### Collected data
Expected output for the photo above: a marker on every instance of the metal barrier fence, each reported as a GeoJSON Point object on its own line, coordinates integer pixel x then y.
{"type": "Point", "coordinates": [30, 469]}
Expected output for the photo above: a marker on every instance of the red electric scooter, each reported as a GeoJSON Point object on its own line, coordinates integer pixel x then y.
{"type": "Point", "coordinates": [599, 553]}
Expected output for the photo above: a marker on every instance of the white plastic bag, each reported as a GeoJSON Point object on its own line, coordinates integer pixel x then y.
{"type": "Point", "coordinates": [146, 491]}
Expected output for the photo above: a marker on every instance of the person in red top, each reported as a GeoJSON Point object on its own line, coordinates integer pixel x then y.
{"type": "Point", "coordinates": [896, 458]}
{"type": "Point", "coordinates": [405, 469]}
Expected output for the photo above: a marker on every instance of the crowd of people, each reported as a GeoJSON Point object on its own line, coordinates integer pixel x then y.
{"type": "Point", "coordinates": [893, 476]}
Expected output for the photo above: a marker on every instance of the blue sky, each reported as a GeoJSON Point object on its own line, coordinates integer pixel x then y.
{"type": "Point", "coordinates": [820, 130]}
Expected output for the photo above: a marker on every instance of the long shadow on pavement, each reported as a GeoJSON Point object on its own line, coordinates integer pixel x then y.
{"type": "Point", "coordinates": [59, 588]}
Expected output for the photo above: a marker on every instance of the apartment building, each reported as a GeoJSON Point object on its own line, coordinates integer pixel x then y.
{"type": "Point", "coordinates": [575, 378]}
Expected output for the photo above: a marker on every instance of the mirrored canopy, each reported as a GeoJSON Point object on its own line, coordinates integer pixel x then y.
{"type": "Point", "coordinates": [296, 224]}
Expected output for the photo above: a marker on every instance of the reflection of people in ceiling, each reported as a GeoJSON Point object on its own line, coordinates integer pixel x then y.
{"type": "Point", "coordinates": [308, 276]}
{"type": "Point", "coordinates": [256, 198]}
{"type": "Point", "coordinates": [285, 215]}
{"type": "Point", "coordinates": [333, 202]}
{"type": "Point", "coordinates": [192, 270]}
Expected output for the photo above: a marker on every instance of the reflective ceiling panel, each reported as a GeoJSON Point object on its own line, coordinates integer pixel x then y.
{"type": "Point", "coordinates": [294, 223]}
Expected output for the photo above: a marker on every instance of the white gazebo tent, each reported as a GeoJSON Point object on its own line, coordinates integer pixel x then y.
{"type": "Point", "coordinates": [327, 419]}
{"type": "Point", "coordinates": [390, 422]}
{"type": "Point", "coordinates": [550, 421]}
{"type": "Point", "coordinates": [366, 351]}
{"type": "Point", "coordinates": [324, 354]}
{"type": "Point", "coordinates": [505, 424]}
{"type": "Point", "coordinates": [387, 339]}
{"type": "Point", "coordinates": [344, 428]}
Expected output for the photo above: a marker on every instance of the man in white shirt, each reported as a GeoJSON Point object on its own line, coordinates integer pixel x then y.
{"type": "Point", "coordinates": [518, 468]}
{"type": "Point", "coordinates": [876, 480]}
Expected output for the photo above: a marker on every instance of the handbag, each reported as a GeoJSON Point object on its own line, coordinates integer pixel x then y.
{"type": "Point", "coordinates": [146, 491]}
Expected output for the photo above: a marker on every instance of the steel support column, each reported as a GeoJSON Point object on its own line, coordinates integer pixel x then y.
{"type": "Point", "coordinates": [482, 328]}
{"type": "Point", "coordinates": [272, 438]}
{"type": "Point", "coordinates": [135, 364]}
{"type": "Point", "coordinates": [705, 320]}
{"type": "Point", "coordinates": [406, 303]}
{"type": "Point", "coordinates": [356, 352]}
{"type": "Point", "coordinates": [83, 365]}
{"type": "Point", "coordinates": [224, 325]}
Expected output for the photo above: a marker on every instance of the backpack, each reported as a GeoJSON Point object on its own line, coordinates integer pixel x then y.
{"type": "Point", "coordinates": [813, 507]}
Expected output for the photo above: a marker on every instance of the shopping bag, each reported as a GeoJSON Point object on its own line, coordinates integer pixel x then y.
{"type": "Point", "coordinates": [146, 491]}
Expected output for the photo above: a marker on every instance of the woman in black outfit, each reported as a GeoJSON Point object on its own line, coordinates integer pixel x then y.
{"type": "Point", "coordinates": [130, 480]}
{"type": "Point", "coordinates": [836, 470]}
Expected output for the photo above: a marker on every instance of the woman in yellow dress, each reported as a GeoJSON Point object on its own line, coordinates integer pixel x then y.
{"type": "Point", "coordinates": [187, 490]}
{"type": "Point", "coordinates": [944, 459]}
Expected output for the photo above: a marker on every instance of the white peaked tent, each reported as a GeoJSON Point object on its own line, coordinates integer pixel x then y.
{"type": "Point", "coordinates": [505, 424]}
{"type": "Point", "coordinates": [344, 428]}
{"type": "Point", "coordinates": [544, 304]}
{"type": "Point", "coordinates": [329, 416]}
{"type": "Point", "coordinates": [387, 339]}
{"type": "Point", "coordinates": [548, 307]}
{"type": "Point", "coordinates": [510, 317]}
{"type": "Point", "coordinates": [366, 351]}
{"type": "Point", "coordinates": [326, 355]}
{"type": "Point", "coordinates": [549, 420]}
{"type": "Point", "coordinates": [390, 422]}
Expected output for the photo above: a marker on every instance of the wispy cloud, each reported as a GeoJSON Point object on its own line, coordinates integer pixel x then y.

### AIM OF THE TASK
Extract the full listing above without altering anything.

### OUTPUT OF THE EXERCISE
Expected output for the photo above: a marker on every instance of the metal barrier fence, each reported as a GeoJSON Point object on its own line, coordinates integer pixel x then y.
{"type": "Point", "coordinates": [30, 469]}
Expected output for the photo above: a marker on every instance of the red electric scooter, each reported as a GeoJSON Point object on its own line, coordinates integer pixel x then y.
{"type": "Point", "coordinates": [599, 553]}
Expected output for the photo above: a marker on every instance of the white plastic bag, each reported as a GeoJSON Point object on its own line, coordinates integer pixel x then y.
{"type": "Point", "coordinates": [146, 491]}
Expected output for the photo above: a marker on every instance of the person in red top, each reported as a GeoJSON Point object on its own line, coordinates integer pixel x then y.
{"type": "Point", "coordinates": [896, 458]}
{"type": "Point", "coordinates": [405, 469]}
Expected output for the photo above: a marker on every instance of the crowd of people, each reported as a GeoJSON Point object on its own line, coordinates integer pixel x then y.
{"type": "Point", "coordinates": [893, 476]}
Expected output for the photo above: a marker on every instance of the blue sky, each reported as a GeoJSON Point object on its own line, coordinates integer pixel x then y.
{"type": "Point", "coordinates": [820, 130]}
Expected output for the photo above: a marker on every instance of the long shadow on pavement, each reported as a GeoJSON Point object on its own line, coordinates integer pixel x then y.
{"type": "Point", "coordinates": [59, 588]}
Expected output for the photo above: a marker on every instance of the apartment building, each reported as a GeoJSON Point object on its own line, coordinates integer pixel x then y.
{"type": "Point", "coordinates": [575, 378]}
Expected output for the photo above: a marker on every instance of the mirrored canopy, each reported as a GeoJSON Point object on its own line, coordinates integer pixel x then y.
{"type": "Point", "coordinates": [296, 224]}
Expected output for the photo above: a marker on every instance of the reflection of people in ceiling, each reported as a GeoJSON Point object on its own line, coordinates integer pixel x then y.
{"type": "Point", "coordinates": [308, 276]}
{"type": "Point", "coordinates": [256, 198]}
{"type": "Point", "coordinates": [285, 215]}
{"type": "Point", "coordinates": [333, 202]}
{"type": "Point", "coordinates": [192, 270]}
Expected output for the photo above: a marker on every instance of the reflective ceiling panel, each reported as a GeoJSON Point object on its own line, coordinates integer pixel x then y.
{"type": "Point", "coordinates": [294, 223]}
Expected output for the photo above: a marker on every instance of the white gazebo tent, each reported as a GeoJSON Point object on its own line, coordinates integer pixel x then y.
{"type": "Point", "coordinates": [327, 419]}
{"type": "Point", "coordinates": [390, 422]}
{"type": "Point", "coordinates": [550, 421]}
{"type": "Point", "coordinates": [366, 351]}
{"type": "Point", "coordinates": [324, 354]}
{"type": "Point", "coordinates": [505, 424]}
{"type": "Point", "coordinates": [387, 339]}
{"type": "Point", "coordinates": [344, 428]}
Expected output for the photo above: a marker on every instance of the man in white shirt, each reported as a GeoJSON Point object on its own line, coordinates integer pixel x then y.
{"type": "Point", "coordinates": [518, 468]}
{"type": "Point", "coordinates": [876, 480]}
Expected output for the photo above: a marker on every instance of the handbag, each reported as a GeoJSON Point object on its own line, coordinates integer pixel x then y.
{"type": "Point", "coordinates": [146, 491]}
Expected output for the photo above: a marker on every instance of the steel support column, each reported as a GeoJSON Point object on its own line, coordinates integer pixel x then y.
{"type": "Point", "coordinates": [482, 328]}
{"type": "Point", "coordinates": [272, 438]}
{"type": "Point", "coordinates": [135, 364]}
{"type": "Point", "coordinates": [705, 320]}
{"type": "Point", "coordinates": [406, 303]}
{"type": "Point", "coordinates": [356, 352]}
{"type": "Point", "coordinates": [83, 365]}
{"type": "Point", "coordinates": [224, 325]}
Expected output for the photo above: a marker on every instance of the backpack, each reported as a GeoJSON Point object on its own line, coordinates integer pixel x then y.
{"type": "Point", "coordinates": [813, 507]}
Expected output for the photo above: a marker on every instance of the shopping bag, each reported as a GeoJSON Point object on its own line, coordinates integer pixel x then y.
{"type": "Point", "coordinates": [146, 491]}
Expected output for the photo above: a marker on every instance of the woman in black outfit, each reported as a GeoJSON Point object on its own line, coordinates integer pixel x then y.
{"type": "Point", "coordinates": [130, 480]}
{"type": "Point", "coordinates": [836, 470]}
Expected output for the photo above: a marker on every instance of the woman in yellow dress, each reported as a GeoJSON Point object on its own line, coordinates integer pixel x then y.
{"type": "Point", "coordinates": [187, 490]}
{"type": "Point", "coordinates": [944, 459]}
Expected output for the photo above: a marker on every instance of the white peaked tent, each reported as a GeoJSON Point object on its own line, coordinates integer pixel x then y.
{"type": "Point", "coordinates": [505, 424]}
{"type": "Point", "coordinates": [344, 428]}
{"type": "Point", "coordinates": [544, 304]}
{"type": "Point", "coordinates": [329, 416]}
{"type": "Point", "coordinates": [387, 339]}
{"type": "Point", "coordinates": [548, 307]}
{"type": "Point", "coordinates": [510, 317]}
{"type": "Point", "coordinates": [366, 351]}
{"type": "Point", "coordinates": [326, 355]}
{"type": "Point", "coordinates": [549, 420]}
{"type": "Point", "coordinates": [390, 422]}
Expected output for the photo above: a marker on every instance of the wispy cloud, each reported as a GeoJSON Point object on its own line, coordinates integer pixel x then y.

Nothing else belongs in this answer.